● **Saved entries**
--
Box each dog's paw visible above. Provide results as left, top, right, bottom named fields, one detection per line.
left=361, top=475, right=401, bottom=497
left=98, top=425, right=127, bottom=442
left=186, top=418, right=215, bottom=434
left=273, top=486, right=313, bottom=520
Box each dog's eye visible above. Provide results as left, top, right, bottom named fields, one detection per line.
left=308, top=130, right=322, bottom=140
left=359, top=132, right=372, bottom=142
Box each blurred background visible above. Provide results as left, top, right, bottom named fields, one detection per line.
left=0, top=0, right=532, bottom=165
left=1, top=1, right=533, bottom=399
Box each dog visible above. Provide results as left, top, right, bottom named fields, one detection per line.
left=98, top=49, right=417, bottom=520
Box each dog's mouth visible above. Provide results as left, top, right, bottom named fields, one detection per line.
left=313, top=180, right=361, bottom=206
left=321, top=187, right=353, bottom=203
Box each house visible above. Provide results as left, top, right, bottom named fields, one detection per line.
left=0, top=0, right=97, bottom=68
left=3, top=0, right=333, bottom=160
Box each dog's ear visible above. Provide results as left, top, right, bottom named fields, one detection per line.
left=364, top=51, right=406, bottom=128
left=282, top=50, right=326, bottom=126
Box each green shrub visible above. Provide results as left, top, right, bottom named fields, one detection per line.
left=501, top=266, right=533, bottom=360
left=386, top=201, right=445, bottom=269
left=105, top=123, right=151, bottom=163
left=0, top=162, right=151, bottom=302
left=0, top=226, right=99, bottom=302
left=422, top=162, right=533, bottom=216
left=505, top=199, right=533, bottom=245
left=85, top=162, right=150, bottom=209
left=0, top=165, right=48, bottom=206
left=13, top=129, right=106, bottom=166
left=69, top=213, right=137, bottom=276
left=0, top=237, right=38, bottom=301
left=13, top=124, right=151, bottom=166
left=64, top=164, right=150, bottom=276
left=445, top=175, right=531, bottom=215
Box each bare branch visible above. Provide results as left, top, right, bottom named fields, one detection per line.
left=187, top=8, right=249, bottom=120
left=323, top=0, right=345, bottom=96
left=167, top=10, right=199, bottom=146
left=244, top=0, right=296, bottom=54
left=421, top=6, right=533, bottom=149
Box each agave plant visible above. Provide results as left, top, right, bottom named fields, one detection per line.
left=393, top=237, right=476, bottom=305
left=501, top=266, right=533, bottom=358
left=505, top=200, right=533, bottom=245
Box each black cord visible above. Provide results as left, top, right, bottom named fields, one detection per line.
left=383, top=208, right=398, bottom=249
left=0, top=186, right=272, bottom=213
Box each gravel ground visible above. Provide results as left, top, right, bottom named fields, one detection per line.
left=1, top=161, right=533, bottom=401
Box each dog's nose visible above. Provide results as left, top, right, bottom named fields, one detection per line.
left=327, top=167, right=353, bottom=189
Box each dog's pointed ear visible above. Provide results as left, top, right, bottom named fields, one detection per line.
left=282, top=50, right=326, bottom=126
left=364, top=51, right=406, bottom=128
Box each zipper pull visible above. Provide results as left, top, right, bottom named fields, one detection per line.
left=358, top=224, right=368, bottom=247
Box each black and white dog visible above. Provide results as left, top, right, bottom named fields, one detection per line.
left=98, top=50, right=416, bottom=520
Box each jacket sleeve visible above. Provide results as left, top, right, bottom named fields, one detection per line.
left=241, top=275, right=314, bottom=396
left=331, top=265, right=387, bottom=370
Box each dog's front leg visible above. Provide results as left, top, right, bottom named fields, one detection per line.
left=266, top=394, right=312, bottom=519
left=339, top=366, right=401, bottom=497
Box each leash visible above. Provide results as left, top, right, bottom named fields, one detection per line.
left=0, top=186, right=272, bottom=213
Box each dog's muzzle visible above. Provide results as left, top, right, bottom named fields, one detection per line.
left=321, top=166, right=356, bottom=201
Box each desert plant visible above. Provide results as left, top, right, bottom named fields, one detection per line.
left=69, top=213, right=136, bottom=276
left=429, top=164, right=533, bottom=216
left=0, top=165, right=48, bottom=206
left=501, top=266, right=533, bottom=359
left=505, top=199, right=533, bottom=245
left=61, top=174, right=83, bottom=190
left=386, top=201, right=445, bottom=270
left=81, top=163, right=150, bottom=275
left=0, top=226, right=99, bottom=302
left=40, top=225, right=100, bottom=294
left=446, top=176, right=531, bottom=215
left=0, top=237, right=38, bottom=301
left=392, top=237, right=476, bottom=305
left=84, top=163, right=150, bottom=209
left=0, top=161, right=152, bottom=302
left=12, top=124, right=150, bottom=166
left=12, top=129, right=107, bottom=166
--
● **Your assignment**
Transcribe every entry exactly.

● **Answer box**
Box each dog's paw visible above. Provide results as left, top, right, bottom named fields, one detection per line.
left=361, top=475, right=401, bottom=497
left=98, top=425, right=127, bottom=442
left=186, top=418, right=215, bottom=434
left=273, top=486, right=313, bottom=520
Box each dog's eye visible above. Provide results as left, top, right, bottom named fields, one detection per line.
left=308, top=130, right=322, bottom=140
left=359, top=132, right=372, bottom=142
Box each blurred background visible above. Provide results as left, top, right, bottom named fields, one detection per line.
left=0, top=0, right=532, bottom=165
left=1, top=1, right=533, bottom=399
Box each dog visible above. Provide results as left, top, right, bottom named fields, one detection per line.
left=98, top=49, right=417, bottom=520
Box each dog's mouth visible above. Provide results as left, top, right, bottom named fields, one detection per line.
left=313, top=180, right=361, bottom=206
left=321, top=187, right=353, bottom=203
Box each house visible above. Provide results as left, top, right, bottom named fields, one detection per line.
left=0, top=0, right=97, bottom=68
left=3, top=0, right=333, bottom=160
Box each dog's ear visible above. Provide results as left, top, right, bottom named fields, one detection per line.
left=364, top=51, right=406, bottom=128
left=282, top=50, right=326, bottom=126
Box each green shrub visible above. Provide results as left, top, right, bottom named fields, one detection per line.
left=501, top=266, right=533, bottom=360
left=386, top=201, right=445, bottom=269
left=105, top=123, right=151, bottom=163
left=0, top=162, right=151, bottom=302
left=0, top=226, right=99, bottom=302
left=422, top=162, right=533, bottom=216
left=505, top=199, right=533, bottom=245
left=85, top=162, right=150, bottom=209
left=0, top=165, right=48, bottom=206
left=13, top=129, right=106, bottom=166
left=69, top=213, right=137, bottom=276
left=0, top=237, right=38, bottom=301
left=13, top=124, right=151, bottom=166
left=64, top=164, right=150, bottom=276
left=445, top=175, right=531, bottom=215
Box each bare branch visible above. Provide results as left, top, right, bottom named fields, one detection per line.
left=187, top=8, right=249, bottom=120
left=323, top=0, right=345, bottom=96
left=167, top=10, right=199, bottom=146
left=244, top=0, right=296, bottom=54
left=421, top=6, right=533, bottom=149
Box each agave plant visible above. Provide results as left, top, right, bottom named fields, one detection per line.
left=393, top=237, right=476, bottom=305
left=501, top=266, right=533, bottom=358
left=505, top=200, right=533, bottom=245
Box each black cord visible above. Provide results as left, top, right, bottom named fields, one detection per line.
left=383, top=208, right=398, bottom=249
left=0, top=186, right=272, bottom=213
Box each gravel ground visible above. Provide results as left, top, right, bottom named fields, one detection per line.
left=1, top=161, right=533, bottom=401
Box each dog's nose visible above. Provide results as left, top, right, bottom named fields, one detection per line.
left=327, top=167, right=353, bottom=189
Box each dog's pointed ear visible above. Provide results as left, top, right, bottom named fields, one detection per line.
left=282, top=50, right=326, bottom=126
left=364, top=51, right=406, bottom=128
Box each zipper pull visible above. Provide results as left, top, right, bottom named fields, one detection per line.
left=358, top=224, right=368, bottom=247
Box each black and white dog visible above. Provide results as left, top, right, bottom named fields, one detection per line.
left=98, top=50, right=416, bottom=520
Box each jacket sleeve visible above. Provide results as left, top, right, bottom named fields, one detection per line.
left=241, top=275, right=314, bottom=396
left=331, top=265, right=387, bottom=370
Box each dog's front leg visible above. Provide results as left, top, right, bottom named fields, one detection per line.
left=266, top=394, right=312, bottom=519
left=339, top=366, right=401, bottom=497
Box each leash visible above. Provide results as left, top, right, bottom named fields, one detection per line.
left=0, top=186, right=272, bottom=213
Box each dog's muzzle visible above. Provide results as left, top, right, bottom named fields, one detection per line.
left=321, top=166, right=356, bottom=201
Box each desert plant visible above. Provide results as left, top, right, bottom named fields, one detection per line.
left=69, top=213, right=136, bottom=276
left=429, top=164, right=533, bottom=216
left=0, top=165, right=48, bottom=206
left=501, top=266, right=533, bottom=359
left=505, top=199, right=533, bottom=245
left=61, top=174, right=83, bottom=190
left=386, top=201, right=445, bottom=270
left=81, top=163, right=150, bottom=275
left=0, top=226, right=99, bottom=302
left=40, top=225, right=100, bottom=294
left=446, top=176, right=531, bottom=215
left=0, top=237, right=38, bottom=301
left=392, top=237, right=476, bottom=305
left=84, top=163, right=150, bottom=209
left=0, top=161, right=152, bottom=302
left=12, top=124, right=150, bottom=166
left=12, top=129, right=107, bottom=166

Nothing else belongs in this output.